◆ **Required work**
(1) From the gratitude tips, extract the passage starting with "4. Be specific." and going on through "they eat healthy?".
(2) In the gratitude tips, after which two existing habits might someone write in a gratitude journal?

◆ **Selected extract**

Regardless of the time chosen, try pairing it with another habit that’s already done consistently. For example, maybe we write in our gratitude journals after we make a morning cup of coffee or after we brush our teeth at night. Because these other habits are already so engrained, we are more likely to make gratitude a constant habit too. Remember, practicing gratitude doesn’t have to take hours. A few minutes is perfectly fine!

3. Let the environment set the tone.

It’s best to practice gratitude in a cozy and quiet environment. Eliminate clutter and distractions by tidying up a bit, shutting off the tv, putting phones aside, and not looking at social media. Some other ideas for getting the environment right: light a favorite candle, play quiet or relaxing music, make a cup of tea, or curl up in a chair with a warm blanket.

4. Be specific.

At first, it was hard for me to know what to write in my gratitude journal, and sometimes it can feel like we are saying the same general things over and over again: health, career, family, body, skills, friends, etc. It’s important to not only writing down what we are grateful for, but also why we feel grateful for that item. This is similar to how I coach my 1:1 coaching clients. If a client’s weekly goal is to “eat healthy,” I will ask them to get more specific. HOW will they eat healthy?

If you are grateful for your health, why? Because it allows you to move and participate in activities that bring you joy? Because it allows you to spend time with your grandchildren? If you are grateful for your job, why? Because your job is what allows you to support your family? Because of the relationships you’ve formed with your co-workers? Getting as specific as possible here can really be eye-opening to what we value most in our lives.

5. Don’t forget the little things. 

Know that gratitude can be as big or small as we want it to be. Not everything we write has to be heavy! Of course there will be days when what we appreciate is all sorts of deep, but there will be many times that gratitude can be just simple things in our days that make us feel good.

Examples:

  • A pretty view outside the window
  • A fun song that came on the radio on the commute to work
  • A hot cup of coffee at the best coffee shop

The more we grow accustomed to recognizing the little things throughout the day, the happier we become.

6. Turn negatives into positives.

Finally, try to identify the positive side to negative situations. For example, still being able to pay the rent even if out of work at the moment. Or being upset about a relationship not working out, but thankful for the time to focus on our own wants and needs. This reframing aspect might be the hardest piece of all when it comes to gratitude because there are going to be times where things feel shitty. When things ARE shitty. Bad things happen, and realistically not everything is always going to be all good vibes only.

When we practice gratitude and perspective regularly, even for just a few minutes a day, we are more equipped to handle the bad vibes. Gratitude is what helps us become resilient and show strength during our worst times.

7. Be patient.

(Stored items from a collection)
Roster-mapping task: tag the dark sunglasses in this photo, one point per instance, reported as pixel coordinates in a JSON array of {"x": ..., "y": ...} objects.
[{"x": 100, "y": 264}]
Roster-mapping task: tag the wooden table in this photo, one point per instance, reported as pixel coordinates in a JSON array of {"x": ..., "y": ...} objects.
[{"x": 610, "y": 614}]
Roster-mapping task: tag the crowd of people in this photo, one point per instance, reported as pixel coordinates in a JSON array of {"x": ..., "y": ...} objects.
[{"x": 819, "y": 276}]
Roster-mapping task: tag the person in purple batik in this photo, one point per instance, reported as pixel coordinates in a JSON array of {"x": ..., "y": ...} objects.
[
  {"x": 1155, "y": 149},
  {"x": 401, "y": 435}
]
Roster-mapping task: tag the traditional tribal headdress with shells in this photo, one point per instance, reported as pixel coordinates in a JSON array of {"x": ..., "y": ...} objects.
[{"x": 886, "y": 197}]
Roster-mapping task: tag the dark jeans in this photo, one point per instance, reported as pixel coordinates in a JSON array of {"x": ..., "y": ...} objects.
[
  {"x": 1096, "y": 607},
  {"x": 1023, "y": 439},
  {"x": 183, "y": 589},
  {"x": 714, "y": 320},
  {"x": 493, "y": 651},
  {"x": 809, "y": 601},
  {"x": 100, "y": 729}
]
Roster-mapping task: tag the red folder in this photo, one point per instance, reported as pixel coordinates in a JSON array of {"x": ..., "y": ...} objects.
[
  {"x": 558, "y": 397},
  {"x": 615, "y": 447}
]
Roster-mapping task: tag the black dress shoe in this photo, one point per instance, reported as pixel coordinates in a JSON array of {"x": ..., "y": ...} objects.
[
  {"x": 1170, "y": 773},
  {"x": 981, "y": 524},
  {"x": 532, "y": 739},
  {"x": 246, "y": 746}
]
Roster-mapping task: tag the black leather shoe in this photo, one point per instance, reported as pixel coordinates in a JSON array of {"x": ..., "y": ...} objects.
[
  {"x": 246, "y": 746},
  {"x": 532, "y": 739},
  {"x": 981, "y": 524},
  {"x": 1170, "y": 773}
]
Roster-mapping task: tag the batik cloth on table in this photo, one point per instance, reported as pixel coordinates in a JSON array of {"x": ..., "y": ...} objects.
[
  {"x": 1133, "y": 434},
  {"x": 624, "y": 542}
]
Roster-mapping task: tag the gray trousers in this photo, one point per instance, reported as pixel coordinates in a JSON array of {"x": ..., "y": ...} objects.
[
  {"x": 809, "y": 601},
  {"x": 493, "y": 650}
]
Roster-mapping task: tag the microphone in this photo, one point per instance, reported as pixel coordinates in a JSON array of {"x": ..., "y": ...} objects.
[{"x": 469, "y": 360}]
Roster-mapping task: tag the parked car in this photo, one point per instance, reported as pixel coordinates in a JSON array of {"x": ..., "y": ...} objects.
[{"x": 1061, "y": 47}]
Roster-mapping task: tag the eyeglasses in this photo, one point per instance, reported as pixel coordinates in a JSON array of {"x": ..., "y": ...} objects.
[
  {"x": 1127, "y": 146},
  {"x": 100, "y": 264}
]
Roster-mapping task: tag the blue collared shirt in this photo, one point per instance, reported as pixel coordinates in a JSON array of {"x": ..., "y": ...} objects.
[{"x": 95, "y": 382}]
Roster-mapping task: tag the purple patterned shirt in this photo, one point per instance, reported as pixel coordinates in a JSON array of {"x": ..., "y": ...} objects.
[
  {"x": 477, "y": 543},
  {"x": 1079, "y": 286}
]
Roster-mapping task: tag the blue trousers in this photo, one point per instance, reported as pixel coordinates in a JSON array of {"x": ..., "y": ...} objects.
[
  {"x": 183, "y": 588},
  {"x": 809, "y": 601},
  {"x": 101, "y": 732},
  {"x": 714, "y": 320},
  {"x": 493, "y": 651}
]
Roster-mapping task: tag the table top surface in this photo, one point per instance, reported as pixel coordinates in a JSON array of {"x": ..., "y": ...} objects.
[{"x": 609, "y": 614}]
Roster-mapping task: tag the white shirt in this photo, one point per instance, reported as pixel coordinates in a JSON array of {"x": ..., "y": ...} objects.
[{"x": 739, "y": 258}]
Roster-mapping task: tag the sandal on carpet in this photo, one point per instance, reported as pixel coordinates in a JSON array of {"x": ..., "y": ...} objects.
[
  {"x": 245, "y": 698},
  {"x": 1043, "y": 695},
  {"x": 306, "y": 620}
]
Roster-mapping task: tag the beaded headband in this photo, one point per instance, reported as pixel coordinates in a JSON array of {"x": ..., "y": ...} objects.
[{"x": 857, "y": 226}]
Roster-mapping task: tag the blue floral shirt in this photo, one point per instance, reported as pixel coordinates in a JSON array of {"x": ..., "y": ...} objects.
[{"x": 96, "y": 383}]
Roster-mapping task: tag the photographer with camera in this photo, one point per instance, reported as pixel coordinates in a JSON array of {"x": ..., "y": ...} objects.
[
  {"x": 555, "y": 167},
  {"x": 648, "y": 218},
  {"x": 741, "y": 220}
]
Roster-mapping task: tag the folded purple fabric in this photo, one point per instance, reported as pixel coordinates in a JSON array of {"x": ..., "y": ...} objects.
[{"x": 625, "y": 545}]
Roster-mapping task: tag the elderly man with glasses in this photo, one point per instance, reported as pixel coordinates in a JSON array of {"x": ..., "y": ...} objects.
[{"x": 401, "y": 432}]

◆ **Answers by task**
(1)
4. Be specific.

At first, it was hard for me to know what to write in my gratitude journal, and sometimes it can feel like we are saying the same general things over and over again: health, career, family, body, skills, friends, etc. It’s important to not only writing down what we are grateful for, but also why we feel grateful for that item. This is similar to how I coach my 1:1 coaching clients. If a client’s weekly goal is to “eat healthy,” I will ask them to get more specific. HOW will they eat healthy?

(2) After making a morning cup of coffee or after brushing their teeth at night.